▶ [Your goal]:
Render the data as a numbered list, starting at the line containing "Query: dog's head" and running through the final line, inclusive. Omit blank lines.

▶ [Data shown]:

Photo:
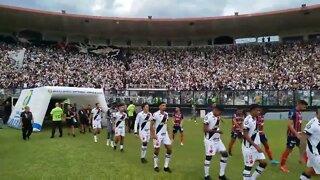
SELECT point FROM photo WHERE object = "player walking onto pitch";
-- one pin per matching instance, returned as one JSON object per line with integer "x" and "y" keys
{"x": 213, "y": 142}
{"x": 237, "y": 120}
{"x": 311, "y": 136}
{"x": 143, "y": 121}
{"x": 119, "y": 126}
{"x": 294, "y": 132}
{"x": 263, "y": 138}
{"x": 95, "y": 120}
{"x": 178, "y": 125}
{"x": 160, "y": 135}
{"x": 194, "y": 113}
{"x": 111, "y": 114}
{"x": 251, "y": 149}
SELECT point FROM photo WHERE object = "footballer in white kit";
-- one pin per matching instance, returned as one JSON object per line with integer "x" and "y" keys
{"x": 160, "y": 135}
{"x": 310, "y": 143}
{"x": 95, "y": 118}
{"x": 143, "y": 121}
{"x": 213, "y": 143}
{"x": 251, "y": 149}
{"x": 119, "y": 125}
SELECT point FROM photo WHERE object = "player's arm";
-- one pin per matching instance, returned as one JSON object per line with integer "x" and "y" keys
{"x": 32, "y": 121}
{"x": 291, "y": 127}
{"x": 152, "y": 131}
{"x": 181, "y": 123}
{"x": 91, "y": 117}
{"x": 206, "y": 128}
{"x": 51, "y": 113}
{"x": 291, "y": 124}
{"x": 235, "y": 123}
{"x": 308, "y": 131}
{"x": 136, "y": 122}
{"x": 303, "y": 146}
{"x": 247, "y": 138}
{"x": 21, "y": 123}
{"x": 64, "y": 115}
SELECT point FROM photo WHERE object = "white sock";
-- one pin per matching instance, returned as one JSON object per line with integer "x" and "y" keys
{"x": 206, "y": 168}
{"x": 304, "y": 177}
{"x": 155, "y": 160}
{"x": 246, "y": 174}
{"x": 257, "y": 173}
{"x": 143, "y": 151}
{"x": 223, "y": 165}
{"x": 167, "y": 160}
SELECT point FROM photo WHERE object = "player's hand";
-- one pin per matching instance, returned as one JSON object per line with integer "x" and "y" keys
{"x": 154, "y": 137}
{"x": 136, "y": 135}
{"x": 299, "y": 136}
{"x": 302, "y": 160}
{"x": 259, "y": 149}
{"x": 220, "y": 132}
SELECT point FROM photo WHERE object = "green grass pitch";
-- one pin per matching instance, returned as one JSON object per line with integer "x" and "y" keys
{"x": 81, "y": 158}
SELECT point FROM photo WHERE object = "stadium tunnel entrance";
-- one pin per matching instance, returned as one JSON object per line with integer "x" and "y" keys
{"x": 42, "y": 100}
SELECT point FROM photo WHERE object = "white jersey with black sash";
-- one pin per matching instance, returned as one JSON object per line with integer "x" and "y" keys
{"x": 250, "y": 125}
{"x": 161, "y": 120}
{"x": 96, "y": 114}
{"x": 120, "y": 119}
{"x": 143, "y": 121}
{"x": 213, "y": 123}
{"x": 313, "y": 130}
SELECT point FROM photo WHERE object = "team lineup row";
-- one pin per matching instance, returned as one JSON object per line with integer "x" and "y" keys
{"x": 248, "y": 128}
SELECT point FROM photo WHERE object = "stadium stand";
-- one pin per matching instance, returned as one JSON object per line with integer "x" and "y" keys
{"x": 277, "y": 66}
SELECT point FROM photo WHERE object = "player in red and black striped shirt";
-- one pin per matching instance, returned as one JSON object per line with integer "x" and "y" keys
{"x": 293, "y": 132}
{"x": 236, "y": 132}
{"x": 177, "y": 126}
{"x": 263, "y": 138}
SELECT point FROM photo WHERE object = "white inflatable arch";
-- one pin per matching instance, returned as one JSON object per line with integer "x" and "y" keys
{"x": 38, "y": 100}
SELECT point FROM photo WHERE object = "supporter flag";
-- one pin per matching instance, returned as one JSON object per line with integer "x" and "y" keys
{"x": 17, "y": 56}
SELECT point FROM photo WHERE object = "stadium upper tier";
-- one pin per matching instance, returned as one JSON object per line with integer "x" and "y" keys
{"x": 234, "y": 67}
{"x": 52, "y": 26}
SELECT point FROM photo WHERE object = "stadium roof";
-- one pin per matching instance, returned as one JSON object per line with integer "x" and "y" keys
{"x": 303, "y": 20}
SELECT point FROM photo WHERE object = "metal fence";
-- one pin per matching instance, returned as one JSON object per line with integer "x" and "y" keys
{"x": 226, "y": 97}
{"x": 266, "y": 98}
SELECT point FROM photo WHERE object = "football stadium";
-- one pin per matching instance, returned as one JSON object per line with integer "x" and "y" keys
{"x": 183, "y": 95}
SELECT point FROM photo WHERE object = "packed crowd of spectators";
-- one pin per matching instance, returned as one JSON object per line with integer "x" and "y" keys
{"x": 234, "y": 67}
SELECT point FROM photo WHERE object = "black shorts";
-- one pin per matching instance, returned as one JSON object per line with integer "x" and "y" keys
{"x": 176, "y": 129}
{"x": 84, "y": 121}
{"x": 292, "y": 141}
{"x": 263, "y": 138}
{"x": 69, "y": 122}
{"x": 236, "y": 134}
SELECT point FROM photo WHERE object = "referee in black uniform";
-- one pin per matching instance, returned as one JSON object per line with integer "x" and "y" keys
{"x": 26, "y": 121}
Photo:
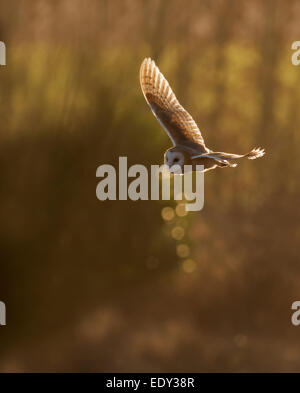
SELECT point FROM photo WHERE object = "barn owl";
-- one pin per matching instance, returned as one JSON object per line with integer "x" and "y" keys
{"x": 188, "y": 144}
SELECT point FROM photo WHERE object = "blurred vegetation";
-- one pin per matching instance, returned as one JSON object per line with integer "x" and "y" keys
{"x": 141, "y": 286}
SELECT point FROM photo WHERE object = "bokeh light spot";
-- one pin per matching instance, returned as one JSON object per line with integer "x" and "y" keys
{"x": 183, "y": 250}
{"x": 189, "y": 266}
{"x": 167, "y": 213}
{"x": 177, "y": 233}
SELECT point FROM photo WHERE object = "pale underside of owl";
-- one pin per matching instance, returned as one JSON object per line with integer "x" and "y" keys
{"x": 188, "y": 144}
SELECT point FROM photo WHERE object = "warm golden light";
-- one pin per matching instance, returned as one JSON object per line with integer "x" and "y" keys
{"x": 177, "y": 233}
{"x": 189, "y": 266}
{"x": 180, "y": 210}
{"x": 167, "y": 213}
{"x": 183, "y": 250}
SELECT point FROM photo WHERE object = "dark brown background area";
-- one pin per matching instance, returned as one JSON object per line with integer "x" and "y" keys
{"x": 105, "y": 286}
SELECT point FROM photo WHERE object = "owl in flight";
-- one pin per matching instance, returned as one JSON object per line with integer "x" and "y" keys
{"x": 188, "y": 144}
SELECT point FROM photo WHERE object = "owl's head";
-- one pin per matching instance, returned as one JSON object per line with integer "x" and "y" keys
{"x": 174, "y": 159}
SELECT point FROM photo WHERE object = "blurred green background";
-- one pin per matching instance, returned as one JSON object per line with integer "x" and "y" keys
{"x": 141, "y": 286}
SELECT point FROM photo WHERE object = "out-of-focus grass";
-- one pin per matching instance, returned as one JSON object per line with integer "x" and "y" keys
{"x": 67, "y": 110}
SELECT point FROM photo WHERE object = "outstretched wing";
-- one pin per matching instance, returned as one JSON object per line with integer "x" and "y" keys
{"x": 177, "y": 122}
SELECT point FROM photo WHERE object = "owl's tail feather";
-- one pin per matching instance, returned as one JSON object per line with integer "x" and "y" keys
{"x": 255, "y": 153}
{"x": 252, "y": 155}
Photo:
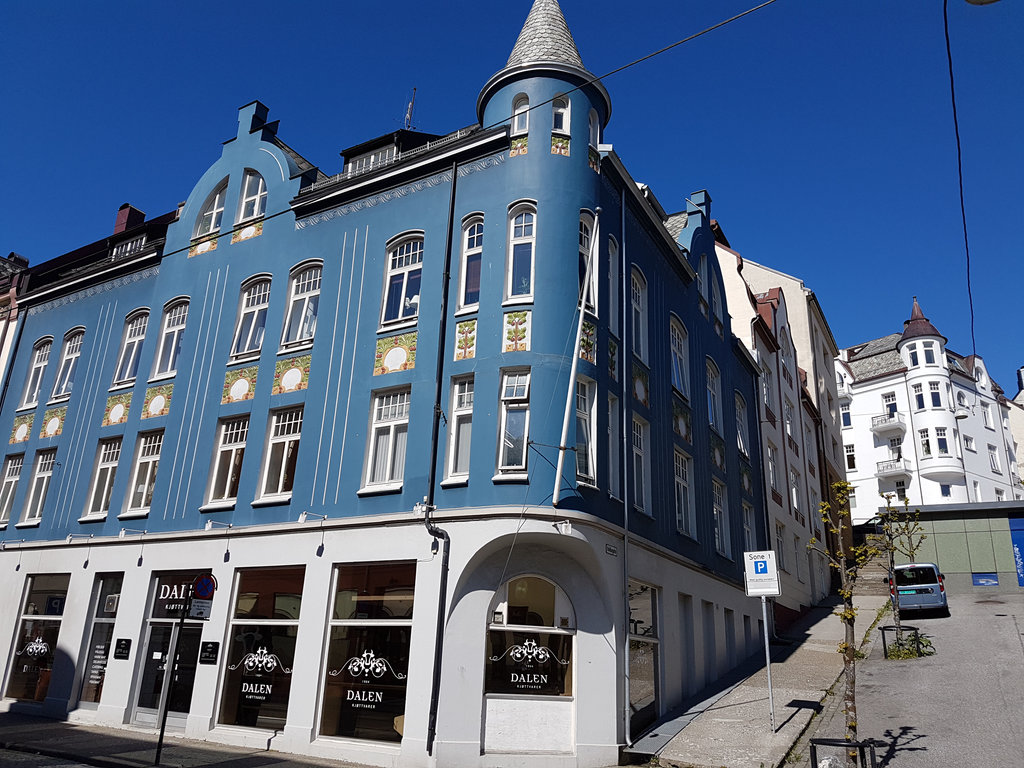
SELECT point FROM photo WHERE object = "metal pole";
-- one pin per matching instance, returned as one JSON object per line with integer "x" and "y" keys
{"x": 171, "y": 669}
{"x": 771, "y": 700}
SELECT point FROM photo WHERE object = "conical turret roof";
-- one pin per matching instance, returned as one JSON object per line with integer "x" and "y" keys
{"x": 919, "y": 325}
{"x": 545, "y": 37}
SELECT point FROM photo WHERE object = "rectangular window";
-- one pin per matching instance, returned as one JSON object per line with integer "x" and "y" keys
{"x": 515, "y": 421}
{"x": 640, "y": 464}
{"x": 10, "y": 474}
{"x": 368, "y": 651}
{"x": 36, "y": 641}
{"x": 461, "y": 427}
{"x": 401, "y": 297}
{"x": 723, "y": 545}
{"x": 227, "y": 460}
{"x": 108, "y": 456}
{"x": 388, "y": 435}
{"x": 260, "y": 651}
{"x": 685, "y": 512}
{"x": 282, "y": 453}
{"x": 585, "y": 443}
{"x": 144, "y": 471}
{"x": 40, "y": 484}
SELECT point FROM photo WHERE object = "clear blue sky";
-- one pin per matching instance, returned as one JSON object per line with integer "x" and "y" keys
{"x": 822, "y": 129}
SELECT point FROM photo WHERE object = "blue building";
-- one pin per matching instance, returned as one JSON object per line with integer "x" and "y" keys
{"x": 461, "y": 432}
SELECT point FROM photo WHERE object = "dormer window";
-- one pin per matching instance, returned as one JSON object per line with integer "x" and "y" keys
{"x": 212, "y": 213}
{"x": 560, "y": 116}
{"x": 253, "y": 197}
{"x": 520, "y": 115}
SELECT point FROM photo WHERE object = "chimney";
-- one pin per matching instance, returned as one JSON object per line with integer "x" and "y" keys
{"x": 128, "y": 217}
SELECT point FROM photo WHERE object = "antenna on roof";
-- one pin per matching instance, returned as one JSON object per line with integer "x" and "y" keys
{"x": 409, "y": 111}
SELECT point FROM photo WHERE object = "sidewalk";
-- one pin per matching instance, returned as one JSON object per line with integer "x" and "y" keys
{"x": 733, "y": 730}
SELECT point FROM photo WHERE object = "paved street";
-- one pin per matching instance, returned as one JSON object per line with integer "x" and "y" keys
{"x": 958, "y": 708}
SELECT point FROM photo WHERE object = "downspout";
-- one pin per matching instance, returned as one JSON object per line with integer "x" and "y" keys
{"x": 428, "y": 501}
{"x": 626, "y": 445}
{"x": 573, "y": 367}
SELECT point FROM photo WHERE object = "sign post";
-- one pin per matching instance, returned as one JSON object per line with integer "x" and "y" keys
{"x": 761, "y": 580}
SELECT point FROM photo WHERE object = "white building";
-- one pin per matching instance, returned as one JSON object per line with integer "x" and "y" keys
{"x": 780, "y": 322}
{"x": 923, "y": 423}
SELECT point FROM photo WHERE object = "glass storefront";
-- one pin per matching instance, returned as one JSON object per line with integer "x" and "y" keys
{"x": 368, "y": 651}
{"x": 35, "y": 646}
{"x": 261, "y": 647}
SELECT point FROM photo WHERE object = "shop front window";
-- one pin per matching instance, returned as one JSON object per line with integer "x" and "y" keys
{"x": 529, "y": 640}
{"x": 35, "y": 644}
{"x": 261, "y": 647}
{"x": 368, "y": 651}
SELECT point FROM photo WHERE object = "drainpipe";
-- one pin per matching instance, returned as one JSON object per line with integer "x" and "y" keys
{"x": 439, "y": 536}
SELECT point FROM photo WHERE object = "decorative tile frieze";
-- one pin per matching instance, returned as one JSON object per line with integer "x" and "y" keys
{"x": 117, "y": 410}
{"x": 53, "y": 420}
{"x": 240, "y": 384}
{"x": 292, "y": 374}
{"x": 588, "y": 342}
{"x": 22, "y": 429}
{"x": 395, "y": 353}
{"x": 465, "y": 340}
{"x": 158, "y": 400}
{"x": 517, "y": 332}
{"x": 247, "y": 232}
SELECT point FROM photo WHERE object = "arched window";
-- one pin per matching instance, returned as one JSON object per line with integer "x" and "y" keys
{"x": 303, "y": 301}
{"x": 714, "y": 396}
{"x": 253, "y": 203}
{"x": 171, "y": 331}
{"x": 520, "y": 115}
{"x": 472, "y": 253}
{"x": 638, "y": 293}
{"x": 40, "y": 356}
{"x": 131, "y": 347}
{"x": 212, "y": 212}
{"x": 69, "y": 365}
{"x": 404, "y": 268}
{"x": 679, "y": 344}
{"x": 251, "y": 323}
{"x": 522, "y": 236}
{"x": 560, "y": 115}
{"x": 529, "y": 639}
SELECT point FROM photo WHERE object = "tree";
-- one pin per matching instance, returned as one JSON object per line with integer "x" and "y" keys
{"x": 848, "y": 559}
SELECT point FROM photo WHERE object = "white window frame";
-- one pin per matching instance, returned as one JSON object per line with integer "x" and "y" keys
{"x": 402, "y": 281}
{"x": 472, "y": 251}
{"x": 42, "y": 473}
{"x": 212, "y": 214}
{"x": 104, "y": 471}
{"x": 228, "y": 457}
{"x": 514, "y": 397}
{"x": 256, "y": 199}
{"x": 143, "y": 476}
{"x": 283, "y": 436}
{"x": 131, "y": 347}
{"x": 172, "y": 329}
{"x": 388, "y": 439}
{"x": 522, "y": 237}
{"x": 8, "y": 484}
{"x": 303, "y": 304}
{"x": 638, "y": 300}
{"x": 71, "y": 352}
{"x": 250, "y": 327}
{"x": 461, "y": 428}
{"x": 679, "y": 347}
{"x": 686, "y": 520}
{"x": 586, "y": 458}
{"x": 34, "y": 381}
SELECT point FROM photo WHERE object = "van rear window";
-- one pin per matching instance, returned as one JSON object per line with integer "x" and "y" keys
{"x": 909, "y": 577}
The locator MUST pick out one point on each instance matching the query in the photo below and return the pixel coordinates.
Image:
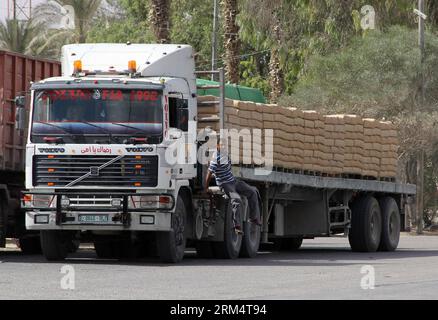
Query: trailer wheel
(30, 244)
(390, 224)
(3, 220)
(171, 245)
(230, 247)
(251, 237)
(366, 225)
(204, 249)
(54, 244)
(288, 244)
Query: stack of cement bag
(305, 140)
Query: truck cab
(111, 146)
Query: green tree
(159, 17)
(84, 11)
(22, 36)
(231, 40)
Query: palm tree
(21, 36)
(232, 41)
(83, 13)
(262, 21)
(159, 16)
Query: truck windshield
(84, 114)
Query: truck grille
(129, 171)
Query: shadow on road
(303, 257)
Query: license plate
(93, 218)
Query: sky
(25, 4)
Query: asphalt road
(322, 269)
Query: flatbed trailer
(297, 205)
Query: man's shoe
(256, 222)
(238, 230)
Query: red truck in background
(16, 73)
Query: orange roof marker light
(132, 66)
(77, 66)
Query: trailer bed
(320, 182)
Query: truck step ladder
(221, 87)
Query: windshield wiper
(146, 133)
(131, 127)
(57, 127)
(110, 135)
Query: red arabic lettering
(93, 149)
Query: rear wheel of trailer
(171, 245)
(251, 236)
(230, 247)
(366, 224)
(390, 224)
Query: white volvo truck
(111, 157)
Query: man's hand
(207, 181)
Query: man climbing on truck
(220, 167)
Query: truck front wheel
(54, 244)
(390, 224)
(366, 225)
(171, 245)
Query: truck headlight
(42, 218)
(147, 219)
(38, 201)
(151, 202)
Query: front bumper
(108, 210)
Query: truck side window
(178, 113)
(183, 114)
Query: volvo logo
(140, 149)
(51, 150)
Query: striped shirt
(220, 166)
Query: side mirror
(183, 119)
(20, 113)
(20, 101)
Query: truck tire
(251, 237)
(366, 225)
(230, 247)
(54, 245)
(204, 249)
(171, 245)
(30, 244)
(104, 249)
(288, 244)
(390, 224)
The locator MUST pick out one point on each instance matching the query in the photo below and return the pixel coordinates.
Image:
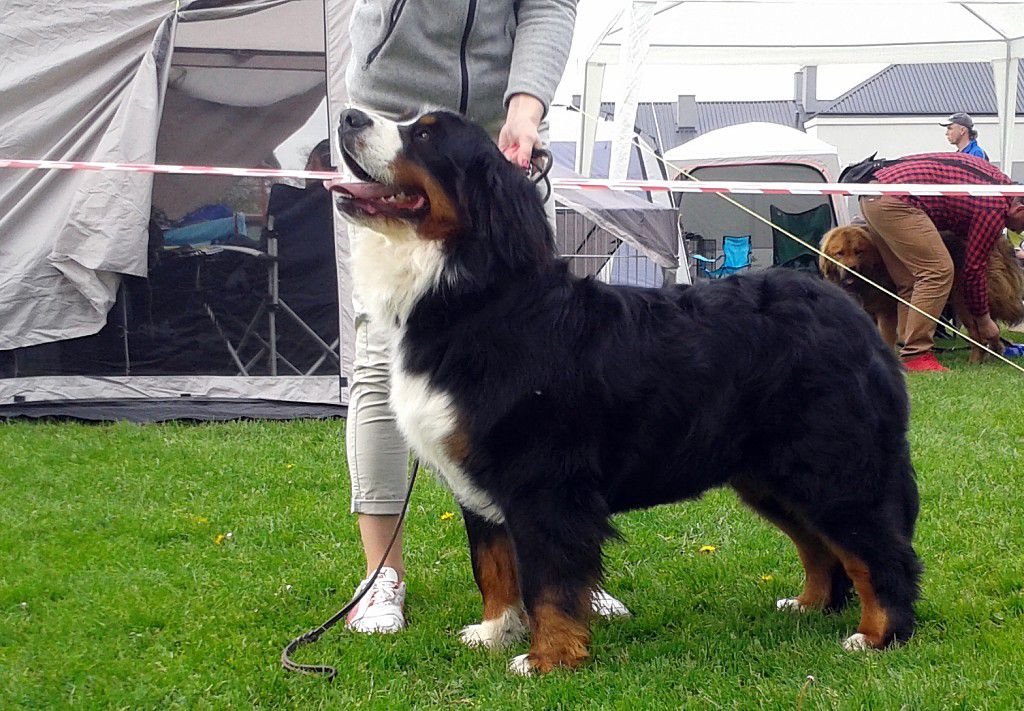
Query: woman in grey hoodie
(498, 63)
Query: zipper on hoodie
(396, 8)
(464, 98)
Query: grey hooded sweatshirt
(465, 55)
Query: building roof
(922, 89)
(656, 120)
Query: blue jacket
(465, 55)
(973, 149)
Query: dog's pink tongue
(363, 191)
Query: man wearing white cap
(960, 132)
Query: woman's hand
(986, 332)
(520, 133)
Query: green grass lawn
(121, 587)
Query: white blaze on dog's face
(407, 213)
(400, 196)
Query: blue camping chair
(736, 256)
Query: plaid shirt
(980, 219)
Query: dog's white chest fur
(390, 275)
(427, 418)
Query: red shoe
(926, 363)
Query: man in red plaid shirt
(915, 257)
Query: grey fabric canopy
(209, 82)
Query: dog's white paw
(498, 633)
(792, 604)
(857, 642)
(520, 665)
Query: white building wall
(857, 138)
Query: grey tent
(99, 310)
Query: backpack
(865, 169)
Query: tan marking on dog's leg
(873, 619)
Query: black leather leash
(314, 634)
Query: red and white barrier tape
(737, 186)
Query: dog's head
(852, 247)
(441, 178)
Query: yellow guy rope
(813, 248)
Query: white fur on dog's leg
(857, 642)
(520, 665)
(792, 604)
(498, 633)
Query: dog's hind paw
(792, 604)
(498, 633)
(520, 665)
(857, 642)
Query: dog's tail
(1006, 284)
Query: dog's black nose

▶ [Exercise solution]:
1. Query: dog's head
2. (852, 247)
3. (441, 178)
4. Query: yellow guy rope
5. (813, 248)
6. Query: white fur on dog's leg
7. (857, 642)
8. (520, 665)
9. (792, 604)
10. (498, 633)
11. Query: dog's hind paw
12. (792, 604)
13. (498, 633)
14. (520, 665)
15. (857, 642)
16. Query: dog's tail
17. (1006, 284)
18. Query: dog's black nose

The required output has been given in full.